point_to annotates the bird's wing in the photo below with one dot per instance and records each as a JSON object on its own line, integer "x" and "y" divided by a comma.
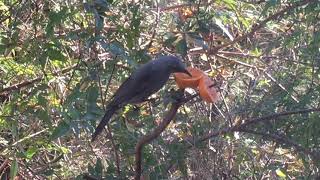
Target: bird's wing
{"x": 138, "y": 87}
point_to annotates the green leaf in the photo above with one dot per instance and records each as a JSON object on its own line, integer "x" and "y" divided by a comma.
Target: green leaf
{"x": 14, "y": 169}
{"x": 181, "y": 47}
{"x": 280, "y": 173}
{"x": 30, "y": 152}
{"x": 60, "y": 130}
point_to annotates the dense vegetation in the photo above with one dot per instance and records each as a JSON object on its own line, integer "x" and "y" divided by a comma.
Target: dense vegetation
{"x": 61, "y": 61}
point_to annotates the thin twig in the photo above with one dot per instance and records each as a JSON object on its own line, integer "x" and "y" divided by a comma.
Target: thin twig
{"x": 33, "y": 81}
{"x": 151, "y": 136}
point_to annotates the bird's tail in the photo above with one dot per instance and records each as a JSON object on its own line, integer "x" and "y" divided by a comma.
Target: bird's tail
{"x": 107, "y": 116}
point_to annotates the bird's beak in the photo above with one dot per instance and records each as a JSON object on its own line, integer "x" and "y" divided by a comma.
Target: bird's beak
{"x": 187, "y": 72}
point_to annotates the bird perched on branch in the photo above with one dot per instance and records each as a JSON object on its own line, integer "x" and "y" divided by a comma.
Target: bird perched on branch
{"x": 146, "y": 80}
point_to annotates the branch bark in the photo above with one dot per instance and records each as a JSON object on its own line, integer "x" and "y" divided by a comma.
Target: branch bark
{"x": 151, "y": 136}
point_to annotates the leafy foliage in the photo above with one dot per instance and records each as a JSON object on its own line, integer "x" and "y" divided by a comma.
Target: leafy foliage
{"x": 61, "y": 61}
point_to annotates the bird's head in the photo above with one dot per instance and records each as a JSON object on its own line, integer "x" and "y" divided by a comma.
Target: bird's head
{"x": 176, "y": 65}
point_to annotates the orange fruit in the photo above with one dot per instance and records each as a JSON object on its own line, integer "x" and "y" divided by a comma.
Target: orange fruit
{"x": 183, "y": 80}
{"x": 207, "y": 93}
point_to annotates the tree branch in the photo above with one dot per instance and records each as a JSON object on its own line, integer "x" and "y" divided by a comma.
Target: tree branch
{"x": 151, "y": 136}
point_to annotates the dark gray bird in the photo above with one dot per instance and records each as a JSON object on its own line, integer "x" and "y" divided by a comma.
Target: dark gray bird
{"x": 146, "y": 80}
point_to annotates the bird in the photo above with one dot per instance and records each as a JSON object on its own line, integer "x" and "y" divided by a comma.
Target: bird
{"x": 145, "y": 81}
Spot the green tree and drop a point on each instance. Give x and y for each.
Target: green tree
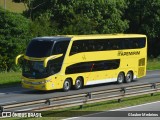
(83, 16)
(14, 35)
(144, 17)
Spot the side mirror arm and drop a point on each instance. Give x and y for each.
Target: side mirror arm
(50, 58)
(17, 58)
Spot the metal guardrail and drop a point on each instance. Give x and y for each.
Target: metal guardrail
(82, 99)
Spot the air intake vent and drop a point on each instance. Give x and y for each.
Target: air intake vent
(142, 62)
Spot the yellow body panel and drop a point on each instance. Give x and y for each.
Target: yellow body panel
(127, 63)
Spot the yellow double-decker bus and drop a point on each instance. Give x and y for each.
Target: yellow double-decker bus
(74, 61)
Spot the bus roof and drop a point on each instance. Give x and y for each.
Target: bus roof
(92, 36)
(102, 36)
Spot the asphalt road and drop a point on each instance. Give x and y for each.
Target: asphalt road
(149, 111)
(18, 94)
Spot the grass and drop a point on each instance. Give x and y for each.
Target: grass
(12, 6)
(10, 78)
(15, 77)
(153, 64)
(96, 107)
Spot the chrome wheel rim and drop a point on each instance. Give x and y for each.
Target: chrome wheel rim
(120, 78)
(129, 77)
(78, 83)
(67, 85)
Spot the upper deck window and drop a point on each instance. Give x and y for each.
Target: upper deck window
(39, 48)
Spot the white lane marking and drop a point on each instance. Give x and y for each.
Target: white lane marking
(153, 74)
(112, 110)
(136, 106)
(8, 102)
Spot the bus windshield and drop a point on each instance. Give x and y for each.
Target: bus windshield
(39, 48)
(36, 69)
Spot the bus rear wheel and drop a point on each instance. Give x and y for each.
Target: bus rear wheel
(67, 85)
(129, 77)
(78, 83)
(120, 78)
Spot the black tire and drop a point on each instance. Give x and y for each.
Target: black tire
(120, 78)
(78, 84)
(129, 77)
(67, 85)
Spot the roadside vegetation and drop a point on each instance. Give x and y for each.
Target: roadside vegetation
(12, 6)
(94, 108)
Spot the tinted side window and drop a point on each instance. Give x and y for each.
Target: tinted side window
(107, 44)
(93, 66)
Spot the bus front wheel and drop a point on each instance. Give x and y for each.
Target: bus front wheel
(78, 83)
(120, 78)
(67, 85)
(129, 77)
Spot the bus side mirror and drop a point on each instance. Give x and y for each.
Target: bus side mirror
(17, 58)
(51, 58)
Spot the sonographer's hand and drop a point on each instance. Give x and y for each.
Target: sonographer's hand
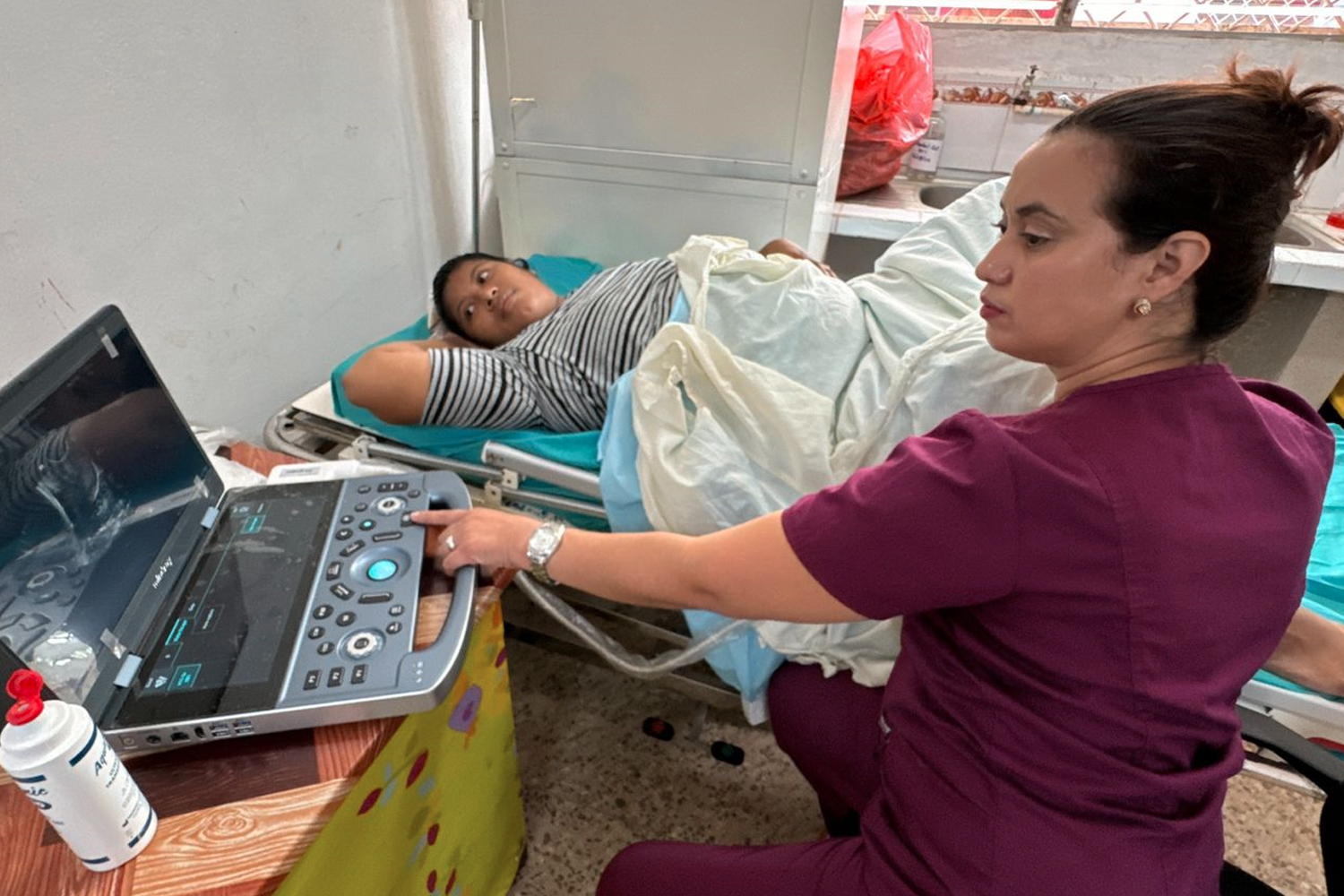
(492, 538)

-=-=-

— WORK TO COMPLETE —
All lines from the one containing "Spot the bus rear" through the end of the entries, both ends included, should be written out exactly, with no pictures.

— RESULT OF THE TASK —
Spot the bus rear wheel and drop a point on each instance. Give x and y for each.
Target: bus rear wheel
(67, 85)
(129, 77)
(78, 83)
(120, 78)
Spot the black tire and drop a point on each instance. Give x and y for each.
Target: black tire
(120, 78)
(78, 84)
(129, 77)
(67, 85)
Spot the roadside vegetation and drop a point on each instance. Give x and y for each.
Target: roadside vegetation
(12, 6)
(94, 108)
Spot the tinted side window and drop a point on each instance. Give x and y for each.
Target: tinted side window
(107, 44)
(93, 66)
Spot the bus front wheel and drop a point on each instance. Give x and y for each.
Target: bus front wheel
(78, 83)
(120, 78)
(67, 85)
(129, 77)
Spot the bus side mirror and drop a point on each instance. Give x and y for each.
Target: bus side mirror
(17, 58)
(51, 58)
Spot the sonographer's hand and drop a point on each instance. Give x and y for each.
Target: sonographer's hand
(492, 538)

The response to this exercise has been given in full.